▸ **Assigned task**:
In the records that follow, the lines from the one containing "x=673, y=1312" to the one containing "x=348, y=513", inclusive, are to be given again exactly.

▸ **Supplied material**:
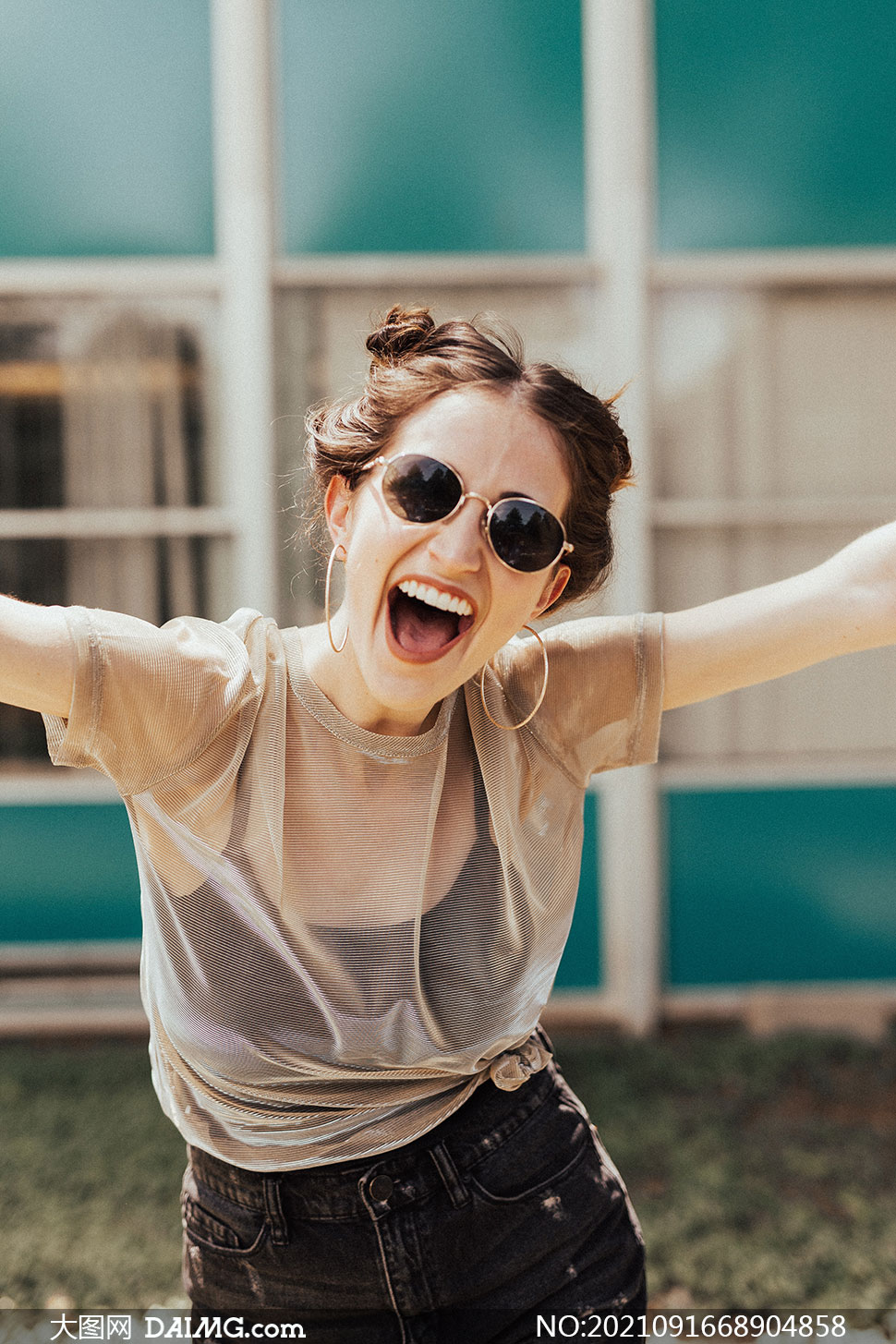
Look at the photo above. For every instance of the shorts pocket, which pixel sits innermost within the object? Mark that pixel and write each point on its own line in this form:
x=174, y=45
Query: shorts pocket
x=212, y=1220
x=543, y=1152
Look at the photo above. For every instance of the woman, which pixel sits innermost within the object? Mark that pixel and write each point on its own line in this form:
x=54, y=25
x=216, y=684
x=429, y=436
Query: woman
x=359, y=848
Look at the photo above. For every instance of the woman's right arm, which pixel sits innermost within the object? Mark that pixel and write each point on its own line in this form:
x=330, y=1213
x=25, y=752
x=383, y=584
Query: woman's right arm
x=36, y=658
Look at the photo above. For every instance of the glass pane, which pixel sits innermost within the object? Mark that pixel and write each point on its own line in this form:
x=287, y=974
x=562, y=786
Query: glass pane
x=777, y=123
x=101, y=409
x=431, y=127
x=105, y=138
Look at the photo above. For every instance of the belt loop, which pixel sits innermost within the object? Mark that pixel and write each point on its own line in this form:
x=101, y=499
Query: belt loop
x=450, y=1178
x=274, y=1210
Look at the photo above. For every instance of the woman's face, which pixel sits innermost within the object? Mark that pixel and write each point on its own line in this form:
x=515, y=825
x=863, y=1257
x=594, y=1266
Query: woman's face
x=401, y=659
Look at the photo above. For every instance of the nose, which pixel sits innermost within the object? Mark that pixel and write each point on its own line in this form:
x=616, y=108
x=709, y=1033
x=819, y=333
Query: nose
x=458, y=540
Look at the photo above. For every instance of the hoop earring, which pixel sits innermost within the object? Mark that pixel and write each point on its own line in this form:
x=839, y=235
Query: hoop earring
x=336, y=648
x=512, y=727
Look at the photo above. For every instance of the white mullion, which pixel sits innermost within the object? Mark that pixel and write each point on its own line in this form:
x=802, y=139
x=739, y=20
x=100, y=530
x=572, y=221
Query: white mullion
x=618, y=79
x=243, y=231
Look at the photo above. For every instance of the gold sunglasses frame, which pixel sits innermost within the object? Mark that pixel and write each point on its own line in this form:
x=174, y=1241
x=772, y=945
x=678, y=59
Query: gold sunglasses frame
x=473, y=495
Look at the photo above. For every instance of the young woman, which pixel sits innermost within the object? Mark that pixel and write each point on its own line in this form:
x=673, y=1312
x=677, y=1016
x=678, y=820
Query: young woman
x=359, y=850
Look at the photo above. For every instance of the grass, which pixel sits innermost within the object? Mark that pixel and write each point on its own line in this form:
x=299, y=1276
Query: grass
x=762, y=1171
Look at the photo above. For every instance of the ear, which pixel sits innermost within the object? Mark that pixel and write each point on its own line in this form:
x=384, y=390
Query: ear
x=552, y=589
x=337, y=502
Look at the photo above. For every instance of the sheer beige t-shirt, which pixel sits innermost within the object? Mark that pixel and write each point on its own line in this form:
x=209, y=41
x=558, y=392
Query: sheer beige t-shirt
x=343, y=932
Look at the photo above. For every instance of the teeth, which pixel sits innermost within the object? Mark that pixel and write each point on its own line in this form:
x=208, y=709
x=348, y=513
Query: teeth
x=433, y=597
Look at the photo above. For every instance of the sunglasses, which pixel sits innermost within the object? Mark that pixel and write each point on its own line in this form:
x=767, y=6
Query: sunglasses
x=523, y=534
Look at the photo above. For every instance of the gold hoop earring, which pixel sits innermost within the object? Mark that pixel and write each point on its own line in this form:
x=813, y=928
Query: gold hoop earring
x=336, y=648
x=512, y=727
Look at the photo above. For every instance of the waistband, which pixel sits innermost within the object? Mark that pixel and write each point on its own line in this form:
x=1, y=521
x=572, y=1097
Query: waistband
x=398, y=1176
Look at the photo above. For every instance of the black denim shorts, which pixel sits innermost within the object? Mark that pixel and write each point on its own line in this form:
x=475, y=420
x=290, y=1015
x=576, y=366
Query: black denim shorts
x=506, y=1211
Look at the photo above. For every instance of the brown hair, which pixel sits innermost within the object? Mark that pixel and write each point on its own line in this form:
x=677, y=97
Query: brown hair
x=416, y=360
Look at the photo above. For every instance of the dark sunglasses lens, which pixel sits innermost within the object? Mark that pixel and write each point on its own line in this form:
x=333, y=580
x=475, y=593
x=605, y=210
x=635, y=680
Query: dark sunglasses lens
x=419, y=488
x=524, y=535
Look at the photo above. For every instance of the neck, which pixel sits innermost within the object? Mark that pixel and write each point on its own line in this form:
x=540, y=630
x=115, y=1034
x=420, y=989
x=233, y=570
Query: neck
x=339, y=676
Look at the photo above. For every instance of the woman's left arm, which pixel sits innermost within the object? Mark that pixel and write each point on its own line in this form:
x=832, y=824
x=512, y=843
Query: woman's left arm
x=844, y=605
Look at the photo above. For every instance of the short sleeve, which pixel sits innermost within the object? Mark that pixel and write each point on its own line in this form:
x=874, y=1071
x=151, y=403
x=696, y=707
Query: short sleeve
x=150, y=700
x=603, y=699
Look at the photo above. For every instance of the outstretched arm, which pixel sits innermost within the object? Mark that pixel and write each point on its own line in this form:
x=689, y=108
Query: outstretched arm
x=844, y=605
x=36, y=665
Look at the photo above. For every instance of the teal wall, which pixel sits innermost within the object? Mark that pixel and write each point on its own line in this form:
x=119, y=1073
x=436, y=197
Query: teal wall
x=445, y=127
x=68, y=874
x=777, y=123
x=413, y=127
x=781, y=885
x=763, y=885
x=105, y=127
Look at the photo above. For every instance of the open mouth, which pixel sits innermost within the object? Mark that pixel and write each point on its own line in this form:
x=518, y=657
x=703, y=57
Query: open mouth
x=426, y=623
==
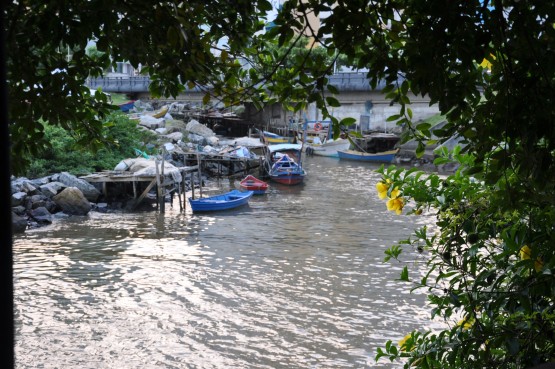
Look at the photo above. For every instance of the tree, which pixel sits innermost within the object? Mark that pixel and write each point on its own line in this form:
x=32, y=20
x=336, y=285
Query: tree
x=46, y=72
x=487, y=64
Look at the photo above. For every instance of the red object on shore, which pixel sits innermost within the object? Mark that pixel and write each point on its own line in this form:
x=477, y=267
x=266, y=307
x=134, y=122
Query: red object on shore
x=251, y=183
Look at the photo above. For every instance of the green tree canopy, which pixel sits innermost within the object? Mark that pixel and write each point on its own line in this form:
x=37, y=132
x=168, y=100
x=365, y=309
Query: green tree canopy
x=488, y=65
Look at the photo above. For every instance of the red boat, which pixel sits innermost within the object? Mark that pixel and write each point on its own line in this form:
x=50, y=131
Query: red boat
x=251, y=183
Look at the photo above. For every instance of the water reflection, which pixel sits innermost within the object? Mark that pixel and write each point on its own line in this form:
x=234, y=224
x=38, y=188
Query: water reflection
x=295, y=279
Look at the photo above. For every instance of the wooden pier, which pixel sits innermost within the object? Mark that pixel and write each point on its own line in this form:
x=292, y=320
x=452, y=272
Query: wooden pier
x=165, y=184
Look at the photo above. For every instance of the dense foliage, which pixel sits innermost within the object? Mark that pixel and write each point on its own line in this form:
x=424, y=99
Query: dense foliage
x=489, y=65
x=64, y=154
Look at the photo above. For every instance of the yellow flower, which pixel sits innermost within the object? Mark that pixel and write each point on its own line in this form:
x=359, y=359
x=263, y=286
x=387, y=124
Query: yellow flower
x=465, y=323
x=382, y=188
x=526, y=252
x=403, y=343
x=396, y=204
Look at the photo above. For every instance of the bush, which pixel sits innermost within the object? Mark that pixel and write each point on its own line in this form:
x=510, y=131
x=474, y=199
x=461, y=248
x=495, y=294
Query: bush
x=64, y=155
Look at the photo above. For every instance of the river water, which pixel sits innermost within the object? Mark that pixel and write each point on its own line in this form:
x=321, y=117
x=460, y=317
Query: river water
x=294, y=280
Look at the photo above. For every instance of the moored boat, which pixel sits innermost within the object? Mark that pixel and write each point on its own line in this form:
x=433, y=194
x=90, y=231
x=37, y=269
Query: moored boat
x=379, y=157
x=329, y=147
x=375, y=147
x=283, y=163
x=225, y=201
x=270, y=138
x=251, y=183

▸ **Response for this exercise**:
x=673, y=1312
x=677, y=1016
x=678, y=820
Query: young woman
x=359, y=850
Look at the photo above. For every instance of the grass, which pixel sits innermost within the object? Mark that pixel and write each point on its own line in this form:
x=299, y=1276
Query: grass
x=762, y=1171
Look at the photo above. For every instance of the ear, which pixel sits innermost within the object? Mark that pixel and write each point on its own line in this form:
x=384, y=390
Query: ear
x=552, y=589
x=337, y=502
Look at the photo above. For every instance of the sheer beige t-shirt, which pixel sits innermost within the object? Mark that pixel and write each point on its own line in this form:
x=209, y=41
x=558, y=392
Query: sheer beige t-shirt
x=343, y=932
Look at the photo above. For every instance of the teeth, which pixel sits innermost within the object? Mark that pixel and write each point on its own line in this form:
x=208, y=709
x=348, y=513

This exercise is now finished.